[Fragmento del documento]:
::::

Con su ayuda es posible entrar en el buen camino. Basta con mantener encendida la lámpara de la fe, el entusiasmo de la esperanza, y el amor.
Por: P. Fernando Pascual LC | Fuente: Catholic.net
De un modo sencillo y casi misterioso, Dios dirige mi vida. Lo hace con su gracia, que me acompaña desde el bautismo. Lo hace con su Palabra, acogida y explicada en la Iglesia católica. Lo hace con las inspiraciones continuas del Espíritu Santo.
Lo hace, de un modo sorprendente, a través de la historia. Nada escapa a
su Providencia. Si algo ha ocurrido, incluso el pecado, es porque Él lo tenía
ya previsto. No quiso el mal, pero tampoco impidió que algunos de sus hijos
abusasen de la libertad.

::::

[Sección de datos]:
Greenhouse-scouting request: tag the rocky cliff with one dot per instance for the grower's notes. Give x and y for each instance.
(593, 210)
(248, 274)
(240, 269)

::::

[Solicitud A]: Indica si cada afirmación concuerda con el fragmento sobre la guía de Dios. Responde sí o no y cita literalmente las palabras del fragmento que lo determinan: (i) la gracia acompaña a quien habla desde el bautismo; (ii) Dios quiso el mal; (iii) Dios impidió que algunos de sus hijos abusaran de la libertad.
[Solicitud B]: Transcribe sin cambios el pasaje del fragmento que comienza en "Con su ayuda" y termina en "del Espíritu Santo.".
Para responder, toma como única fuente el fragmento del documento.

[Resultado de tarea A]:
(i) Sí: «Lo hace con su gracia, que me acompaña desde el bautismo».
(ii) No: «No quiso el mal».
(iii) No: «pero tampoco impidió que algunos de sus hijos abusasen de la libertad».

[Resultado de tarea B]:
Con su ayuda es posible entrar en el buen camino. Basta con mantener encendida la lámpara de la fe, el entusiasmo de la esperanza, y el amor.
Por: P. Fernando Pascual LC | Fuente: Catholic.net
De un modo sencillo y casi misterioso, Dios dirige mi vida. Lo hace con su gracia, que me acompaña desde el bautismo. Lo hace con su Palabra, acogida y explicada en la Iglesia católica. Lo hace con las inspiraciones continuas del Espíritu Santo.